Set task –
Count the lines in the material below that contain the string "child", with capitalization counting, and give only that number.

....................

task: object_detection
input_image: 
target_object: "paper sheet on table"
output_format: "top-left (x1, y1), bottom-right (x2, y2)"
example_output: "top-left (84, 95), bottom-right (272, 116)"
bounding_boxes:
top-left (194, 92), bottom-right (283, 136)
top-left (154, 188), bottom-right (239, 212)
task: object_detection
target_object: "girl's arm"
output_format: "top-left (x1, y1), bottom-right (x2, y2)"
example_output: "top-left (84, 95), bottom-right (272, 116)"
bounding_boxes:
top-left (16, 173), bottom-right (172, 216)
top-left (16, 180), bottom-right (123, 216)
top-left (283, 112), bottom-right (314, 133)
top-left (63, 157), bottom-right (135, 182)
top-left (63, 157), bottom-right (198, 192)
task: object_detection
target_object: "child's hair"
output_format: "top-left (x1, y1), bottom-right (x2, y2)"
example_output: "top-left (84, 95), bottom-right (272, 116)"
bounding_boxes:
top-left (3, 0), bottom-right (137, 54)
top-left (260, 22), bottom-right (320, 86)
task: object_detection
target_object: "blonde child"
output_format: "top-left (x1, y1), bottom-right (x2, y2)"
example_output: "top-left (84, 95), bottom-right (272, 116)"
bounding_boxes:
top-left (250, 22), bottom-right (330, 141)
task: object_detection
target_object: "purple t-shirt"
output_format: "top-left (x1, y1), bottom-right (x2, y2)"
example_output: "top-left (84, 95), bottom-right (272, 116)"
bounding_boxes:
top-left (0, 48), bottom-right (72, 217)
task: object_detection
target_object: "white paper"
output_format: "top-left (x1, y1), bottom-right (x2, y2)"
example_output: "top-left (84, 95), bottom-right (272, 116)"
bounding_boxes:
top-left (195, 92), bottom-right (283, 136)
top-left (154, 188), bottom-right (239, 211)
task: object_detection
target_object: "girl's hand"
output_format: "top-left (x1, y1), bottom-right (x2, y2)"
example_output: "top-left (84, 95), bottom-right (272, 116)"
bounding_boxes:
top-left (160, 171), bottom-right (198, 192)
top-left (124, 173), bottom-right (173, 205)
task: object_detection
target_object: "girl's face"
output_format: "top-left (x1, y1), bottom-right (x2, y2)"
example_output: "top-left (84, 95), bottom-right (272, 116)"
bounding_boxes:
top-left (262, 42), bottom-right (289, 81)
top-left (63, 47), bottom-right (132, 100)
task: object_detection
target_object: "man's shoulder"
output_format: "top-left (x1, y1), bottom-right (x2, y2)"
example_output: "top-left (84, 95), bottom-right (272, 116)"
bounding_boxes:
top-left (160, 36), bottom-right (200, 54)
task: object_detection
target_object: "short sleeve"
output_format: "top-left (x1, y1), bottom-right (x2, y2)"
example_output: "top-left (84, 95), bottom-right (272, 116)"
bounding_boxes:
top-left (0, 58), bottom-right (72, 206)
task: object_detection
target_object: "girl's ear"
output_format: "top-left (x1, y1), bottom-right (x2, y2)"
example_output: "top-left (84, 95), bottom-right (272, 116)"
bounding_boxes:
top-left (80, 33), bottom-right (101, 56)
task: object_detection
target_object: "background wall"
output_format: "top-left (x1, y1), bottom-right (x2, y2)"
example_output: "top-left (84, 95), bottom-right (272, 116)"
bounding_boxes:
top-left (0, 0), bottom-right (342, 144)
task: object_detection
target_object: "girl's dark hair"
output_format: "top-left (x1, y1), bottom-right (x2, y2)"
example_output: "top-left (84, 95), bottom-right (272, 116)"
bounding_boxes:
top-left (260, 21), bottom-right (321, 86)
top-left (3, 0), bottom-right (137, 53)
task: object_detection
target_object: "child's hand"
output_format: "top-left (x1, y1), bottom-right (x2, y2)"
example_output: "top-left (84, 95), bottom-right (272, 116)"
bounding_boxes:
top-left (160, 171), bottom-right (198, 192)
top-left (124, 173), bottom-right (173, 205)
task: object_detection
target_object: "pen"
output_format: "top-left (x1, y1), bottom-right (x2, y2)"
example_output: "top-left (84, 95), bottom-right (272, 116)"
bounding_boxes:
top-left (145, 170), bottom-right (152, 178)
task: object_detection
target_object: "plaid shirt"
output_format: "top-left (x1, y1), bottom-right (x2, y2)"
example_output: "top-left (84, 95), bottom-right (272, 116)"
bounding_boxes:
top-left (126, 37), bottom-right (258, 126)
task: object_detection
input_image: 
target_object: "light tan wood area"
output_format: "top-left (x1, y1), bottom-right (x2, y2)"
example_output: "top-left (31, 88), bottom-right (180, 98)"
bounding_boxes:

....................

Result of this exercise –
3